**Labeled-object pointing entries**
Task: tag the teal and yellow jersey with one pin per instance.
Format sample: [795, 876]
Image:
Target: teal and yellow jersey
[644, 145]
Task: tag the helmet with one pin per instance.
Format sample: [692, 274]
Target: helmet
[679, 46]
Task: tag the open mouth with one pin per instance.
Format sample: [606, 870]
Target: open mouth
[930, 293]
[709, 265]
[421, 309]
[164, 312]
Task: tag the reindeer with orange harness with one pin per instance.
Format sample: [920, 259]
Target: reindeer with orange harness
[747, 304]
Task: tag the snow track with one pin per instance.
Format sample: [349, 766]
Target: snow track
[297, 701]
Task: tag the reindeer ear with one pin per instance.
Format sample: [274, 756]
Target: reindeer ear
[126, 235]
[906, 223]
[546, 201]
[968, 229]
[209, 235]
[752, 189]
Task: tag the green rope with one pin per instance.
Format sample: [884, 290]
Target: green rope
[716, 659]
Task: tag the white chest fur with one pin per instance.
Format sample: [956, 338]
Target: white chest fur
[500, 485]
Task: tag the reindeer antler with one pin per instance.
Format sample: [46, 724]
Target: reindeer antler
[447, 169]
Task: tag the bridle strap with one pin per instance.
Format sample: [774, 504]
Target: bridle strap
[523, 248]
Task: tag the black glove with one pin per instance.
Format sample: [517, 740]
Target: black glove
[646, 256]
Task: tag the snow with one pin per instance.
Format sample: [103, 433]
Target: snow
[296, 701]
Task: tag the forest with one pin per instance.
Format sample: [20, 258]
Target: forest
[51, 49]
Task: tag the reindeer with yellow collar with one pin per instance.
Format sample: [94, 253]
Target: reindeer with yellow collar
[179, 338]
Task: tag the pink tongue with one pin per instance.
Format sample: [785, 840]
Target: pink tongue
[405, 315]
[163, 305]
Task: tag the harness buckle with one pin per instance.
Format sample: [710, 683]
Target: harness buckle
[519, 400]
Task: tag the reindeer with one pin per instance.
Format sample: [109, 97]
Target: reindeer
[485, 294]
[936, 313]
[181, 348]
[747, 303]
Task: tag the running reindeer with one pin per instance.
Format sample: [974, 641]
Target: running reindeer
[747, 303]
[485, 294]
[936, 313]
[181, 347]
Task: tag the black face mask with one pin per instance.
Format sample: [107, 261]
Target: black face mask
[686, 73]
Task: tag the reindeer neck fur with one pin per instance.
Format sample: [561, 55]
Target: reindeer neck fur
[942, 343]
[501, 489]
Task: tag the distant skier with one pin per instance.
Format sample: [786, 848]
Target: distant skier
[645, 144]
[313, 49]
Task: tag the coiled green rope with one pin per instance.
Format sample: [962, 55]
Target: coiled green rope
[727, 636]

**Objective**
Recast every one of the rows above as a two-column CSV with the headers text and answer. Give one line per row, putting each row's text and its answer in its own quoted field with line breaks replaced by spaces.

**Exercise solution**
text,answer
"Task: tag the teal and yellow jersey with one pin per instance. Format sample: [795, 876] Image: Target: teal and yellow jersey","[644, 145]"
"Task: tag the helmet with one pin per instance. Format sample: [692, 274] Target: helmet","[679, 46]"
"Task: tag the open mouth with one pin per instance. Format sample: [606, 870] Target: open mouth","[930, 293] [709, 265] [421, 309] [164, 312]"
"Task: tag the reindeer with orange harness with one pin per instance. Format sample: [920, 259] Target: reindeer with orange harness","[747, 304]"
"Task: tag the snow track with one pin per instance. Format sample: [349, 766] Target: snow track","[297, 701]"
"Task: tag the reindeer ear with one pin per instance. Format sample: [274, 756] Target: reindeer ear","[126, 235] [906, 223] [546, 201] [968, 229] [209, 235] [752, 189]"
"Task: tag the green rope with one pin per instance. Format sample: [884, 290] Target: green rope","[716, 659]"
"Task: tag the white chest fur with one pin per instance. Format sample: [956, 338] Target: white chest fur","[500, 485]"
"Task: tag the reindeer antler with one pin per instance. Format sample: [46, 724] Target: reindeer antler","[447, 169]"
"Task: tag the bridle strap with one pin per instance. Format sample: [774, 504] Target: bridle strap","[523, 248]"
"Task: tag the black glove with one pin per instance. Format sample: [517, 740] Target: black glove","[646, 256]"
"Task: tag the snow with one pin per instance. Format sample: [103, 433] Target: snow","[296, 701]"
"Task: tag the forest with one pin per instance. Format sample: [20, 258] Target: forest","[51, 49]"
"Task: tag the reindeer with yellow collar with one pin per instance. Format sample: [94, 253] Target: reindeer with yellow collar","[179, 338]"
"Task: tag the pink tongue with one pin per instance. Format sample: [785, 840] Target: pink tongue","[405, 315] [163, 305]"
"Task: tag the harness buckle with one pin per instance. Format sample: [710, 683] Target: harness buckle","[519, 400]"
"Task: tag the reindeer with one pin per instance. Format sample: [109, 97] Target: reindeer","[485, 294] [936, 313] [181, 348] [747, 303]"
"Task: tag the running reindeer with one pin per instance. Format sample: [974, 641] Target: running reindeer","[747, 303] [485, 294] [936, 313] [181, 347]"
"Task: tag the black face mask with one pin per instance. Format sample: [107, 261] Target: black face mask","[686, 73]"
"Task: tag the reindeer neck fur with one pin per instance. Format sample: [561, 55] Target: reindeer neck fur","[942, 343] [501, 489]"
"Task: tag the distant skier with one pin per instance. Format sample: [786, 848] Target: distant skier","[645, 144] [313, 49]"
"Task: tag the coiled green rope with one pin per instance. Format sample: [962, 55] Target: coiled green rope","[727, 636]"